START PASSAGE PROVIDED

This person is likely to be quite manipulative and somewhat fake in their approach to life. They put up strong barriers and tend to be overly protective of their resources - whether that's time, money, or emotions. To put it simply: they may make you feel like you’re asking for too much even when you want basic attention or support. While they might act tough and logical, they actually struggle with emotional immaturity. Like when their own emotions flare up, they’re likely to overreact or act impulsively, revealing that they actually don’t have good control over their emotions. They tend to be manipulative, using tactics like guilt-tripping, withholding affection, or even silent treatment to get what they want or to keep you feeling off-balance. This person keeps parts of their life hidden or vague, making it hard for you to feel close to them. They might dodge questions about their feelings, where they’ve been, or their plans for the future, giving you a sense that they’re always holding back or hiding something.
Regarding marriage potential - absolutely not. You'll likely feel confused about where you stand with them, and while things might feel dreamy and wish-fulfilling at first, there's a lack of real foundation for something long-term. It might seem picture perfect at first, but when you get closer to it, it looks unstable.
Personality-wise? Charming and smart. They stand out, unlike pile 2 while they are also charming and intelligent, this traits are not overtly malicious or as badly channeled. Now, for the raw traits: When it comes to commitment, they might seem enthusiastic at first, the will express genuine interest and will make you feel like you’re their main priority. But then, when things get more serious, they could pull back or start questioning the relationship. They will be the type to avoid talking about future plans or shy away from labels, leaving you feeling unsure of where you stand. Also, they tend to overthink. Even small decisions might become a source of stress, as they’re often their own biggest critic. They will be someone grounded and quite stubborn, but they could be highly practical and reliable.
You'll be drawn to their unique mix of maturity and playfulness. You'll admire how they can switch from being super focused on their goals (they are quite ambitious tho) to being spontaneously fun (they’re the type to surprise you with random outings or last-minute plans). They keep things interesting to even the simplest of dates. And if they mess up a dinner they cooked or accidentally get lost while driving, they are the type to laugh it off and turn it into a fun moment rather than stressing about it. Their different perspective on life will intrigue you - they might introduce you to new experiences, hobbies, or ways of thinking that you hadn't considered before. Probably related to their ambitions. While they might not be the most organized or conventionally successful person, you'll find their determination and drive quite attractive. This person will make life feel more exciting and vibrant for you.

END PASSAGE PROVIDED
START DATA UNDER STUDY

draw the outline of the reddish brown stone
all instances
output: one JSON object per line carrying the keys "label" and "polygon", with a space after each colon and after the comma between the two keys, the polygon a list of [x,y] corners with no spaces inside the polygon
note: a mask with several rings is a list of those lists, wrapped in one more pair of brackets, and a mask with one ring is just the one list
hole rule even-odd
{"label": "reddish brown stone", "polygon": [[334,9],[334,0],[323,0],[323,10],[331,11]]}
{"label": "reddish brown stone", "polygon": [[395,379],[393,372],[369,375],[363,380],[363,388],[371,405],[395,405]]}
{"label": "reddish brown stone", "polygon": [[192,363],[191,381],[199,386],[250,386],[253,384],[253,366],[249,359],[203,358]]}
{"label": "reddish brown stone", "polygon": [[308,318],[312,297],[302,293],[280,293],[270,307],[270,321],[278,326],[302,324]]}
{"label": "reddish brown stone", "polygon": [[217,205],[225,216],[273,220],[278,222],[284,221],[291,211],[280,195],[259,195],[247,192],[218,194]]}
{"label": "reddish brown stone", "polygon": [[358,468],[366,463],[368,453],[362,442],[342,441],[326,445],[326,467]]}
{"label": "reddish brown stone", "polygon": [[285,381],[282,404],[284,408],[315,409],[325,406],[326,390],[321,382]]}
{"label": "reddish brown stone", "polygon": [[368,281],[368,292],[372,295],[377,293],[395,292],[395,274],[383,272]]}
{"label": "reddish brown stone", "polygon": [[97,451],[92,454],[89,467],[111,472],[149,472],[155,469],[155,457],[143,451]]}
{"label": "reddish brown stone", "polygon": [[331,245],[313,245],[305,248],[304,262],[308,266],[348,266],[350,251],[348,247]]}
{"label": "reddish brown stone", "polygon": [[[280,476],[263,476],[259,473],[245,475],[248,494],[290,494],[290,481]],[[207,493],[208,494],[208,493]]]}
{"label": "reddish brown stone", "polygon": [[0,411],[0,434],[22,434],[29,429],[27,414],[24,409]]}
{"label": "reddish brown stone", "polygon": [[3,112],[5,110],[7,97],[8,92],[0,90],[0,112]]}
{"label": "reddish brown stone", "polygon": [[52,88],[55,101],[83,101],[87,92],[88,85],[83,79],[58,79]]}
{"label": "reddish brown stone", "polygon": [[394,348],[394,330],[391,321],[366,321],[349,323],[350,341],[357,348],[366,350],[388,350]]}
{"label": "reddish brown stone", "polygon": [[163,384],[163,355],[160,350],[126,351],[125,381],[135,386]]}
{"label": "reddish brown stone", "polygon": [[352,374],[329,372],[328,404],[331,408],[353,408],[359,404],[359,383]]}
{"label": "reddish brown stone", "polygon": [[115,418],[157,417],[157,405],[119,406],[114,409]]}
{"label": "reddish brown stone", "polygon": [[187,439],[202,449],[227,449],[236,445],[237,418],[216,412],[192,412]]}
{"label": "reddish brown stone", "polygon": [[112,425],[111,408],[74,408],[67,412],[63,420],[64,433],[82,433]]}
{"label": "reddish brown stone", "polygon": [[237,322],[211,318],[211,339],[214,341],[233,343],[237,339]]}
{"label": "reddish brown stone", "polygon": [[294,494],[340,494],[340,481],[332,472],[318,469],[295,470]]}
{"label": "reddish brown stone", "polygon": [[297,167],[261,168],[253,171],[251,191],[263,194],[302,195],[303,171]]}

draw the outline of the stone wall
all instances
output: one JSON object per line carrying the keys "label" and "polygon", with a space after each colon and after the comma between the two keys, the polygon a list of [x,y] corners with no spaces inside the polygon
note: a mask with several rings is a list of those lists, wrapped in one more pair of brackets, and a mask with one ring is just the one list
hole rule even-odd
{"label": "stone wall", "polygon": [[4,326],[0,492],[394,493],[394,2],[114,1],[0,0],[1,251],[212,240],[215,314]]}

END DATA UNDER STUDY

EXERCISES |
A) What does the personality passage say about marriage potential?
B) Retype the part of the personality passage starting at "Personality-wise? Charming and" and ending at "practical and reliable.".
You won't need the rows for this.

EXERCISE RESULTS |
A) Absolutely not.

B)
Personality-wise? Charming and smart. They stand out, unlike pile 2 while they are also charming and intelligent, this traits are not overtly malicious or as badly channeled. Now, for the raw traits: When it comes to commitment, they might seem enthusiastic at first, the will express genuine interest and will make you feel like you’re their main priority. But then, when things get more serious, they could pull back or start questioning the relationship. They will be the type to avoid talking about future plans or shy away from labels, leaving you feeling unsure of where you stand. Also, they tend to overthink. Even small decisions might become a source of stress, as they’re often their own biggest critic. They will be someone grounded and quite stubborn, but they could be highly practical and reliable.